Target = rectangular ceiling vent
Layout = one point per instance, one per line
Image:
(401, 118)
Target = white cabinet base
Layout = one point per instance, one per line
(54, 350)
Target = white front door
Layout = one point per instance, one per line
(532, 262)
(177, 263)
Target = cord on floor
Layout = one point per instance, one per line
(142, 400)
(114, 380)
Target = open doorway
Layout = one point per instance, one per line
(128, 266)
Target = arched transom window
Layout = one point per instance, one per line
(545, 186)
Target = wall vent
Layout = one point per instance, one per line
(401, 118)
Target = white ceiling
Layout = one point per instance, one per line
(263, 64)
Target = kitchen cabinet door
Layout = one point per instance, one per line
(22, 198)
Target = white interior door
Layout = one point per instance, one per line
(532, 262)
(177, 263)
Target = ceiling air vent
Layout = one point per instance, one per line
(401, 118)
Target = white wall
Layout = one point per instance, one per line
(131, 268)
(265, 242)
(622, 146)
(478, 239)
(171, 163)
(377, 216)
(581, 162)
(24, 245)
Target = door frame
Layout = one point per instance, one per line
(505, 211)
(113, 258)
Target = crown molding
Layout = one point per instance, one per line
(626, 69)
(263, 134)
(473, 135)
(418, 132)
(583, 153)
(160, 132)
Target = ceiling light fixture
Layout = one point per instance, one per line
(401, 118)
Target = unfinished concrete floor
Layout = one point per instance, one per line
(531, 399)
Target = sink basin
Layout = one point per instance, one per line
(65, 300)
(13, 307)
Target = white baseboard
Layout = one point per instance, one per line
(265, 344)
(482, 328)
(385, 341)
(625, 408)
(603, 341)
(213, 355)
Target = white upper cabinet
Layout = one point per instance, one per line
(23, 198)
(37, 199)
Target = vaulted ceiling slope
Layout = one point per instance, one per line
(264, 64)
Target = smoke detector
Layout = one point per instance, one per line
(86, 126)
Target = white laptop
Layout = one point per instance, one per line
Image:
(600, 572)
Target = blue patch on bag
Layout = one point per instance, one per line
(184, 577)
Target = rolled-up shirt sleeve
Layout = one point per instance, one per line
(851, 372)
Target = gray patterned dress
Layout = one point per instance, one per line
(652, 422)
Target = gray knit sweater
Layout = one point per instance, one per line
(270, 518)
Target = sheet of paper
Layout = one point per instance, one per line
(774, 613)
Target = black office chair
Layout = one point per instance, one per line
§ §
§ Activity:
Please reproduce, exactly as they appear above, the lines from the line containing "Target = ceiling light fixture" up to and including the line containing "Target = smoke detector".

§ Task response:
Target = ceiling light fixture
Layout = one point per instance, one per line
(401, 118)
Target = unfinished concrete floor
Layout = one point per instance, one per line
(531, 399)
Target = sink basin
Layout = one point per instance, one per line
(65, 300)
(13, 307)
Target = white baseboard
Layout = one point per instance, one per line
(265, 344)
(482, 328)
(385, 341)
(625, 408)
(603, 341)
(213, 355)
Target = white upper cabinet
Layout = one point per instance, one per line
(23, 198)
(37, 199)
Target = vaulted ceiling slope
Layout = one point per instance, one per line
(264, 64)
Target = smoke detector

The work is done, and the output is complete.